____ Data under study

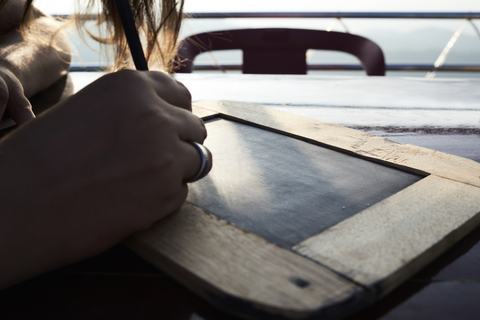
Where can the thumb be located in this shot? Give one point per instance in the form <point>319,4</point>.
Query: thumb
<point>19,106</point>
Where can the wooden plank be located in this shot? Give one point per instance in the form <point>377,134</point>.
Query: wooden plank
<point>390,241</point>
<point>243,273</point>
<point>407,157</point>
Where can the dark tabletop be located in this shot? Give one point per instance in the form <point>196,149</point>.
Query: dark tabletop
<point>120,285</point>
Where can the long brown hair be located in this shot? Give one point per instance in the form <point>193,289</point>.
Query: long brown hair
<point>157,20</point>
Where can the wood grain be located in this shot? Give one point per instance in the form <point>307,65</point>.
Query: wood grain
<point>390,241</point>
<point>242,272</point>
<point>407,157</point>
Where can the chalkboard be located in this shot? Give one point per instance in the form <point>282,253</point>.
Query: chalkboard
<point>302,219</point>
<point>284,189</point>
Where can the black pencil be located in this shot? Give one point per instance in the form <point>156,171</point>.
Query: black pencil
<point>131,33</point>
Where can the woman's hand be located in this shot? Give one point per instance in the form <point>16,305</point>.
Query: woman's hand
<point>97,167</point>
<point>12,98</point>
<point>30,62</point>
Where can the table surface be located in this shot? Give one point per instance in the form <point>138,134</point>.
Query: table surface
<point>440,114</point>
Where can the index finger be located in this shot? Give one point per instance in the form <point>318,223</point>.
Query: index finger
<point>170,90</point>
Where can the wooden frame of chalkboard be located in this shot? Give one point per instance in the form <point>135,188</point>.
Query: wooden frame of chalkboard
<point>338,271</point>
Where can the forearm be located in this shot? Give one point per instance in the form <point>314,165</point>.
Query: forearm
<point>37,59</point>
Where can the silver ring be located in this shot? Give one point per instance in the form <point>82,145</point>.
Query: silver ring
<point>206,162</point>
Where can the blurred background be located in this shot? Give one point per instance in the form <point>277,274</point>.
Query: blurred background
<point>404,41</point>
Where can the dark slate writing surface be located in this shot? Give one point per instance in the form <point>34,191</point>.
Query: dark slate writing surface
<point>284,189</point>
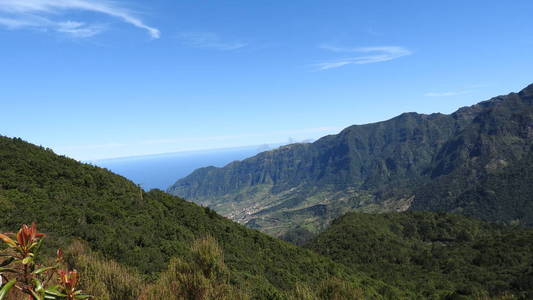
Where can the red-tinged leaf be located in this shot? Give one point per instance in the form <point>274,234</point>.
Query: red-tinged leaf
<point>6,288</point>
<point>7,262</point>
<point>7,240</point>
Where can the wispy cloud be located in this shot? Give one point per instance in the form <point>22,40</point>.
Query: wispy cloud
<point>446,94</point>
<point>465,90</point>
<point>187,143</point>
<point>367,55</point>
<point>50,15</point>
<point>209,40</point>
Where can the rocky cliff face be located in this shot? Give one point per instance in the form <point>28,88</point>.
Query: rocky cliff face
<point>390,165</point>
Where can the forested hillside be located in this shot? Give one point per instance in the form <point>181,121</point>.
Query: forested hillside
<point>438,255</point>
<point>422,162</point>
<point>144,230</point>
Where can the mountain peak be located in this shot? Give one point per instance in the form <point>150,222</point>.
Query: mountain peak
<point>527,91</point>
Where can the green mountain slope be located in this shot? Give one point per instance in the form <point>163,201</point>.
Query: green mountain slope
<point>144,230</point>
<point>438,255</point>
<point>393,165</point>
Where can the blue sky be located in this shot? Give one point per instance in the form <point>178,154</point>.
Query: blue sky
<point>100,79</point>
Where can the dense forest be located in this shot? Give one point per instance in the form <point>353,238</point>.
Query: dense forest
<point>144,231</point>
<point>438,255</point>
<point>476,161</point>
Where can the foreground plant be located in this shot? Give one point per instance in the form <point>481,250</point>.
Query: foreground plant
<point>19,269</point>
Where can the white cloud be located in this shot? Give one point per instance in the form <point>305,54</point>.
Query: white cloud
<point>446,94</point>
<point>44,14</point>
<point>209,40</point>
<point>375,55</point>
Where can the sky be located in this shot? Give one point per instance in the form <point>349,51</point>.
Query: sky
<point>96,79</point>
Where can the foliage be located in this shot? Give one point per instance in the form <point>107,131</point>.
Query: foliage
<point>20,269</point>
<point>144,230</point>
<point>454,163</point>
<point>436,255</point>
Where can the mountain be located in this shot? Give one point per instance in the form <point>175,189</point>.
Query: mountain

________
____ Data under study

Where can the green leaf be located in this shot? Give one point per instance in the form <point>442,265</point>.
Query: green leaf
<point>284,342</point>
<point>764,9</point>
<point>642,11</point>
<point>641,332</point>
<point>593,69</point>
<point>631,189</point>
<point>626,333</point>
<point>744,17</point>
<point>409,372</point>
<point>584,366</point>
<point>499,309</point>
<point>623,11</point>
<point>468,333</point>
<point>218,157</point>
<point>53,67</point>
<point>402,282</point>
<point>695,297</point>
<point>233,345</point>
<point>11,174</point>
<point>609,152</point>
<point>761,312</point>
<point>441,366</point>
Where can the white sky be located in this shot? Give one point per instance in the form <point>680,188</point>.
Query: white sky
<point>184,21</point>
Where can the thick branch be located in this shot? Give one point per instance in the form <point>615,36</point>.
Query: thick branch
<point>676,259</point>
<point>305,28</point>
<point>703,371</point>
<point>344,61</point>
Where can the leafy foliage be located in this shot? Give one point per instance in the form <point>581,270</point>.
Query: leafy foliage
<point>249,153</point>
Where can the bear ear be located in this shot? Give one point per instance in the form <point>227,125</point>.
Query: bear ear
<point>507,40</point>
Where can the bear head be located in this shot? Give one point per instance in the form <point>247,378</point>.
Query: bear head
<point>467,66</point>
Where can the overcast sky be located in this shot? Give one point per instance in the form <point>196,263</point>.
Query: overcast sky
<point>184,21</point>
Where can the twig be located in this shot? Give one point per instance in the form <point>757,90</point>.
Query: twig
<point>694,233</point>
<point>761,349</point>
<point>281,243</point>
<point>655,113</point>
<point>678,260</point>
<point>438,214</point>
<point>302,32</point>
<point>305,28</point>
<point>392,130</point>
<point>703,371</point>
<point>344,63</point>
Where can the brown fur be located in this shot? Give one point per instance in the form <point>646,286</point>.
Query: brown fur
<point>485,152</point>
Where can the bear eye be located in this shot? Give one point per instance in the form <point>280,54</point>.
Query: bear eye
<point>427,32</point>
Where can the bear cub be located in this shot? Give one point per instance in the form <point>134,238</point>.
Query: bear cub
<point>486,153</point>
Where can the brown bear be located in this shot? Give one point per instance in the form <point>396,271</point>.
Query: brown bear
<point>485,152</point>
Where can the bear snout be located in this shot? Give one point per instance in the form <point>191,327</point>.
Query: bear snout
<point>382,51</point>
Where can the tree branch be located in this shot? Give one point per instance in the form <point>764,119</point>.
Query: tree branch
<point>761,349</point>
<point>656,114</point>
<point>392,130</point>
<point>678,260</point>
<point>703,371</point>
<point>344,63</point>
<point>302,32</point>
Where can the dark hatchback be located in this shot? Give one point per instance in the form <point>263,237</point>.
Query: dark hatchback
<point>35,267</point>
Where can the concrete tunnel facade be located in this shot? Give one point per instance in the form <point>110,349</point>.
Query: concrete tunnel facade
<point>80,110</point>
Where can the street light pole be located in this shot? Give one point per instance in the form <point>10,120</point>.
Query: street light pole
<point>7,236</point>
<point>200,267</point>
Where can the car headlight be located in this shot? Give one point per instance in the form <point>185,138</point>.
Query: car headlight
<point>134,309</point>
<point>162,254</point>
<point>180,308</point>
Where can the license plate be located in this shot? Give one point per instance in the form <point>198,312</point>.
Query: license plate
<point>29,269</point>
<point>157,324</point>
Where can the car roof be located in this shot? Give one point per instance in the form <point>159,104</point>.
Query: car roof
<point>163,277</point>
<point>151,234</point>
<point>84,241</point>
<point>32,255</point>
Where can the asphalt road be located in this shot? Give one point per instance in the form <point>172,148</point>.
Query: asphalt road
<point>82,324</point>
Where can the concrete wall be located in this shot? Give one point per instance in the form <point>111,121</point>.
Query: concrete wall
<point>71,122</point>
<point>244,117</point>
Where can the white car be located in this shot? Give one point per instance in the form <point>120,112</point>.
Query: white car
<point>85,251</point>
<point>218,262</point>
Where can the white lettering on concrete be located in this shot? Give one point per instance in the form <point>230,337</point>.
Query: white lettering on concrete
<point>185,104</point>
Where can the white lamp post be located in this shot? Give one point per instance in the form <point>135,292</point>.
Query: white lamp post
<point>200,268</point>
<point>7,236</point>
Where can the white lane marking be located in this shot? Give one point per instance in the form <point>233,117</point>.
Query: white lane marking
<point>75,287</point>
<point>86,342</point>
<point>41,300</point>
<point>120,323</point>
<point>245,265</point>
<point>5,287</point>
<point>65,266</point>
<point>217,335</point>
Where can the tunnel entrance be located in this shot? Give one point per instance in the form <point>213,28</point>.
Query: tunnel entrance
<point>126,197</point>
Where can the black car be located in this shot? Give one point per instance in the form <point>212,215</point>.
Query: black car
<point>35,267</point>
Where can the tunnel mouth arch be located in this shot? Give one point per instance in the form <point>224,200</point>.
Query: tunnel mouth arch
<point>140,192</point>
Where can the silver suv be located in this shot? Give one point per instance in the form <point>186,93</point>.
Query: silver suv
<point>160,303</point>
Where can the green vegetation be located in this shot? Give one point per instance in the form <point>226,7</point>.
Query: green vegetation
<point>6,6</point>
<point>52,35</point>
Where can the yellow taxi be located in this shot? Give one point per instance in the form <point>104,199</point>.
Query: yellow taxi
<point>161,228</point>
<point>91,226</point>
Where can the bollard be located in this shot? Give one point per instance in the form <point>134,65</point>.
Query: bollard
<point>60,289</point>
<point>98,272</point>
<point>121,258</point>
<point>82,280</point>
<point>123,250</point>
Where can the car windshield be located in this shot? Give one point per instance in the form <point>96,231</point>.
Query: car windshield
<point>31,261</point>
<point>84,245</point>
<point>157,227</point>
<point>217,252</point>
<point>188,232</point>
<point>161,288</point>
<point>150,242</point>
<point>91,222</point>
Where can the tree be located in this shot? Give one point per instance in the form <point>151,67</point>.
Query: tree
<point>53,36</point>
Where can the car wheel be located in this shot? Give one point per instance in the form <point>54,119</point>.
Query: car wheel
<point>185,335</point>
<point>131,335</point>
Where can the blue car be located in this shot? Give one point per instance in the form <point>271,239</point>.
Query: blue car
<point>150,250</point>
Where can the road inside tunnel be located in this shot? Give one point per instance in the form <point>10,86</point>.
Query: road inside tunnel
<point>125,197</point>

________

What is needed is an exact copy of the lines above, from the one containing "Where can the tree be" through the one containing "Where can the car wheel", with nothing added.

Where can the tree be located in this shot? Give one point per instance in the form <point>151,67</point>.
Query: tree
<point>53,36</point>
Where can the car wheel be located in this shot? Give one point per instance in the form <point>54,119</point>.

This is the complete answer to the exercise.